╭─ Extracted records
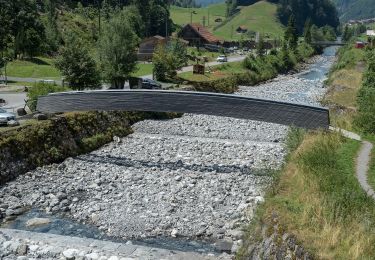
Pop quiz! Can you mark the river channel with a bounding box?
[0,46,338,256]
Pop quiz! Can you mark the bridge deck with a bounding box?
[36,90,329,129]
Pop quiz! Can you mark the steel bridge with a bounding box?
[36,90,330,129]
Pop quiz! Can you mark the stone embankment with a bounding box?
[0,54,334,259]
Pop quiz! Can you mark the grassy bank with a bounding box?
[240,130,375,259]
[5,57,61,79]
[323,45,366,130]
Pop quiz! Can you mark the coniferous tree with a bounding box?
[284,15,298,50]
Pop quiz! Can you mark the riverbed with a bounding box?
[0,47,337,259]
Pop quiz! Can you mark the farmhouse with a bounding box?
[137,35,166,61]
[179,23,222,46]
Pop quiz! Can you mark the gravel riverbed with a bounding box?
[0,53,335,258]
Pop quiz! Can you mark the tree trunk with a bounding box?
[111,78,125,89]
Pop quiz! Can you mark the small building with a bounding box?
[367,30,375,37]
[137,35,167,61]
[236,26,248,34]
[179,23,222,46]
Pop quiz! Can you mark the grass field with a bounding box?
[133,63,154,77]
[170,3,226,29]
[5,57,61,79]
[3,58,154,82]
[179,61,246,81]
[213,1,284,40]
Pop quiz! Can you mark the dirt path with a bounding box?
[356,141,375,199]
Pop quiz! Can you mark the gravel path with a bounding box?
[356,141,375,199]
[0,54,335,258]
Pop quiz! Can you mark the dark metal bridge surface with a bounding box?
[311,41,345,46]
[36,90,330,129]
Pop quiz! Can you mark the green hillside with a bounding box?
[170,3,226,29]
[171,1,284,41]
[213,1,284,40]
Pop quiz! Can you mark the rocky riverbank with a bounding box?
[0,50,336,259]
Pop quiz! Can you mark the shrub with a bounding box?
[355,49,375,133]
[27,82,70,111]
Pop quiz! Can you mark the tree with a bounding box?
[55,36,100,90]
[303,19,312,44]
[11,0,46,58]
[284,15,298,50]
[356,50,375,133]
[153,40,188,81]
[99,9,139,88]
[256,33,265,57]
[342,25,352,42]
[167,39,188,69]
[277,0,339,34]
[44,0,61,53]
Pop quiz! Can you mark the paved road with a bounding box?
[4,76,62,85]
[356,141,375,199]
[141,55,246,80]
[0,91,27,113]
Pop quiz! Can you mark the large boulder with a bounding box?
[33,113,48,121]
[7,120,20,127]
[17,108,27,116]
[25,218,51,228]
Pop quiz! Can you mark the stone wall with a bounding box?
[240,215,313,260]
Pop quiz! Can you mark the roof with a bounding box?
[237,25,247,30]
[140,35,166,43]
[188,23,221,43]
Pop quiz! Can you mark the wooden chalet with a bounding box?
[179,23,222,46]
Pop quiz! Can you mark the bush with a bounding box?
[27,82,70,111]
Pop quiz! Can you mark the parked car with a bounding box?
[0,108,16,126]
[217,55,228,62]
[141,79,162,89]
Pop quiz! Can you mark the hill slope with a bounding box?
[213,1,284,40]
[170,3,226,28]
[333,0,375,21]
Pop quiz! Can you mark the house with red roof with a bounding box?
[179,23,222,46]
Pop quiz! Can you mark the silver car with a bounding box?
[216,55,228,62]
[0,108,16,126]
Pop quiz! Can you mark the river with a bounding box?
[0,47,338,258]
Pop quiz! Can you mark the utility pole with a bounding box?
[231,25,234,39]
[166,15,168,38]
[208,10,210,27]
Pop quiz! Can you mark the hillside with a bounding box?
[170,3,226,28]
[333,0,375,21]
[213,1,284,40]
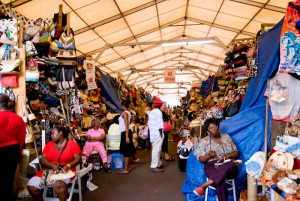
╰─
■ **What to work on**: From the first line to the last, repeat the records exactly, leaving out the pictures.

■ **Response for this exercise**:
Pop quiz! Can you mark the river channel with a bounding box?
[0,46,338,256]
Pop quiz! Can you mark the bridge deck with a bounding box?
[36,90,329,129]
Pop quiz! Can you mark the steel bridge with a bounding box?
[36,90,330,129]
Pop quiz! Can you mark the stone embankment with a bounding box?
[0,54,334,259]
Pop quiz! Can you mark the grassy bank with a bounding box?
[240,130,375,259]
[5,57,61,79]
[323,45,366,130]
Pop quiz! Can you mark the coniferous tree with a bounding box?
[284,15,298,50]
Pop quiz! Can you mark the riverbed with a bounding box?
[0,47,337,259]
Pop quiz! Can you mark the farmhouse with a bounding box?
[137,35,166,61]
[179,23,222,46]
Pop quiz! Can you mark the gravel riverbed with a bounding box?
[0,53,335,258]
Pop quiz! Can you mark the tree trunk with a bounding box?
[111,78,125,89]
Pop quiz! Can you mark the small building with a bounding box?
[367,30,375,37]
[137,35,167,61]
[236,26,248,34]
[179,23,222,46]
Pop quiz! Can you mark the grass field with a bounding box?
[133,63,154,77]
[170,3,226,29]
[5,57,61,79]
[3,58,154,82]
[179,61,246,81]
[213,1,284,40]
Pop quiz! Can you mark the dirt path with a bounding box?
[356,141,375,199]
Pop quiz! Can you mark the gravel path with a bounding box?
[356,141,375,199]
[0,54,335,258]
Pop quiz! Can you mark the dark metal bridge surface with a bounding box?
[311,41,345,46]
[36,90,330,129]
Pop quiz! Can you mark the green hillside with a bounding box?
[170,3,226,29]
[171,1,284,41]
[213,1,284,40]
Pop quiz! Can you mark the rocky riverbank with a bounding box?
[0,50,336,259]
Pop quiz! Can you mark the shrub with a bounding box?
[355,49,375,133]
[27,82,70,111]
Pop quiz! Can you mark the tree with a bounding box?
[55,36,100,90]
[303,19,312,44]
[11,0,46,58]
[284,15,298,50]
[356,50,375,133]
[153,40,188,81]
[99,9,139,88]
[256,33,265,57]
[342,25,352,42]
[167,39,188,69]
[277,0,339,34]
[44,0,61,53]
Pop quiz! Can you mark the paved road with a bounding box?
[4,76,62,85]
[356,141,375,199]
[141,55,246,80]
[0,91,27,113]
Pop quiz! Can you mark the large boulder with a bounding box?
[33,113,48,121]
[7,120,20,127]
[17,108,27,116]
[25,218,51,228]
Pop quiz! Can you mark the stone wall with a bounding box?
[240,215,313,260]
Pop quiz! Can you mark the roof with a bounding box?
[237,25,247,30]
[140,35,166,43]
[188,23,221,43]
Pop quiz! Can you mark the wooden chalet with a bounding box?
[179,23,222,46]
Pop quiz! Can you mark the bush with a bounding box?
[27,82,70,111]
Pop quiz! Can you mark the parked car with a bounding box?
[0,108,16,126]
[217,55,228,62]
[141,79,162,89]
Pop quiz! Can you mark the hill slope with a bounding box?
[213,1,284,40]
[170,3,226,28]
[333,0,375,21]
Pop quiz! Can you mark the house with red roof with a bounding box?
[179,23,222,46]
Pop quiz! Can you mark the silver car with a bounding box?
[216,55,228,62]
[0,108,16,126]
Pop quiz! Can you mark the river with a bounding box?
[0,47,338,258]
Pop quiz! Can you mark the utility pole with a bounding box?
[231,25,234,39]
[166,15,168,38]
[208,10,210,27]
Pop quiz! Can you mark the hillside with a bounding box?
[170,3,226,28]
[333,0,375,21]
[213,1,284,40]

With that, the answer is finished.